● OBJETIVO DECLARADO 1:
Reproduza tudo o que está na resenha sobre o EP Itankale, de "Como foi à história" até "por mão negras.".
● OBJETIVO DECLARADO 2:
Retome a resenha sobre o EP Itankale, do Quilombo, dando sequência a partir da última frase apresentada.

● TRECHO DE ORIGEM:
* * * * * * *

Direto do Forno: Quilombo – Itankale [2019]
O grupo paulista Quilombo é formado por Allan Kallid na guitarra e baixo e Panda Reis na bateria e vocal, a banda lançou ano passado seu primeiro EP, intitulado Itankale, pelo selo Poluição Sonora Records levando seu estilo contestador aos quatro cantos, o qual foi recebido pela Consultoria no formato físico para resenha. No conceito do EP, o disco conta a história do Africano que veio escravizado para o Brasil e precisa se adaptar a uma realidade completamente diferente do que viviam até então. Reis, Príncipes e Rainhas mudaram de vida da noite para o dia, povos que tinham a natureza como sua principal característica passaram a ver sua realidade virada ao avesso. Um povo, uma etnia toda perseguida, torturada, escravizada, estuprada e perseguida até quase seu extermínio e mesmo assim persistente, sobrevivendo e influenciando seus algozes.
Como foi à história do Africano durante e após o cativeiro e como se encontra sua realidade em pleno século XXI, mas não pela visão que conhecemos nos livros e na história caucasiana, escravocrata e racista, que enfiaram goela abaixo isto ao longo dos anos, hoje os africanos estão escrevendo seu passado, sua história, com a veracidade dos reais fatos, pela ótica de quem apanhou, de quem foi acorrentado e arrancado de seu país, de seu povo, pela ótica de quem foi açoitado, espancado e morto nos troncos e caçados nas matas, simplesmente por serem africanos. Assim o Quilombo traz em quase vinte minutos no EP Itankale sua visão de toda essa história, contada por mão negras.

* * * * * * *

● ITENS FORNECIDOS:
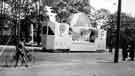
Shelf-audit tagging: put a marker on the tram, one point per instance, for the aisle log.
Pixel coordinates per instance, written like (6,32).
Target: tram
(72,36)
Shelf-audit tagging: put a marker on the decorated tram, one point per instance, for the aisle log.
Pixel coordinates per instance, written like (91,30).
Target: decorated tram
(77,35)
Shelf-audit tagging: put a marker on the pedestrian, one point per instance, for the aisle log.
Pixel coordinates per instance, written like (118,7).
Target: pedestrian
(20,53)
(124,51)
(131,52)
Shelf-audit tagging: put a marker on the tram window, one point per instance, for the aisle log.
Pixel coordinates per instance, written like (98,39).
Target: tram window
(92,38)
(50,32)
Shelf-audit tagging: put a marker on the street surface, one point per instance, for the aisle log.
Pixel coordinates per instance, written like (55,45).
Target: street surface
(72,64)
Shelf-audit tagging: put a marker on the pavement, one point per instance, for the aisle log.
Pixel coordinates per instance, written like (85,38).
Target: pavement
(72,64)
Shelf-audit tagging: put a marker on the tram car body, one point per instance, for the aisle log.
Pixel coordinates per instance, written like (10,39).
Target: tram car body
(78,35)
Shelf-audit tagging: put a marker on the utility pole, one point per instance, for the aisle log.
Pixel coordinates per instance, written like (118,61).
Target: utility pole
(116,55)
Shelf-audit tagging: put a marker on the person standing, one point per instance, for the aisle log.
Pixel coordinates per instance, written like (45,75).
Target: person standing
(131,52)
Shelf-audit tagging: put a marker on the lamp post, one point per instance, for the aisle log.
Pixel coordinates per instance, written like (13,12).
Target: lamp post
(116,55)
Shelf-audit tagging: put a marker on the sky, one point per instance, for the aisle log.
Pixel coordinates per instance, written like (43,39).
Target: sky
(128,6)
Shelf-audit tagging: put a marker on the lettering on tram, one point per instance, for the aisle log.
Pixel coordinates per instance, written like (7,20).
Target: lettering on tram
(47,30)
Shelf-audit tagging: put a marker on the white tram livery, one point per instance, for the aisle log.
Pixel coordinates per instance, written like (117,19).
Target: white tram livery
(78,35)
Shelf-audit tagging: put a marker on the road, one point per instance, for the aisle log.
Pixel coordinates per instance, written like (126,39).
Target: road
(72,64)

* * * * * * *

● RESPOSTA 1:
Como foi à história do Africano durante e após o cativeiro e como se encontra sua realidade em pleno século XXI, mas não pela visão que conhecemos nos livros e na história caucasiana, escravocrata e racista, que enfiaram goela abaixo isto ao longo dos anos, hoje os africanos estão escrevendo seu passado, sua história, com a veracidade dos reais fatos, pela ótica de quem apanhou, de quem foi acorrentado e arrancado de seu país, de seu povo, pela ótica de quem foi açoitado, espancado e morto nos troncos e caçados nas matas, simplesmente por serem africanos. Assim o Quilombo traz em quase vinte minutos no EP Itankale sua visão de toda essa história, contada por mão negras.

● RESPOSTA 2:
A ideia do grupo é muito boa e justa, porém, musicalmente há uma grande falha ao tentar atingir esse objetivo. Apesar de o EP vir acompanhado com as letras, o gutural de Panda é praticamente impossível de se entender. O que eu curti nas canções foram as introduções, com referências a músicas africanas. Por exemplo, “Melanina” até me animou bastante quando surgiu nas caixas de som, com os vocais africanos, e uma linda melodia de pouco mais de um minuto. O instrumental surgiu destruindo tudo, pancadaria geral, mas não dá para entender nada do que está sendo cantado. Se é português, inglês, russo, mandarim, não faz diferença. É uma massaroca sonora que não me agradou. Os atabaques e agogô, a cargo de Binho Gerônimo, tornam a canção mais compreensível, e aí percebemos que Panda está cantando em português. É um trecho legal da canção, pesadão, com uma guitarra aguda solando ferozmente, mas os vocais podiam estar bem mais claros para passar a mensagem que a banda quer. O encerramento com as percussões e a repetição das notas de guitarra também são interessantes, mas o problema realmente é o vocal.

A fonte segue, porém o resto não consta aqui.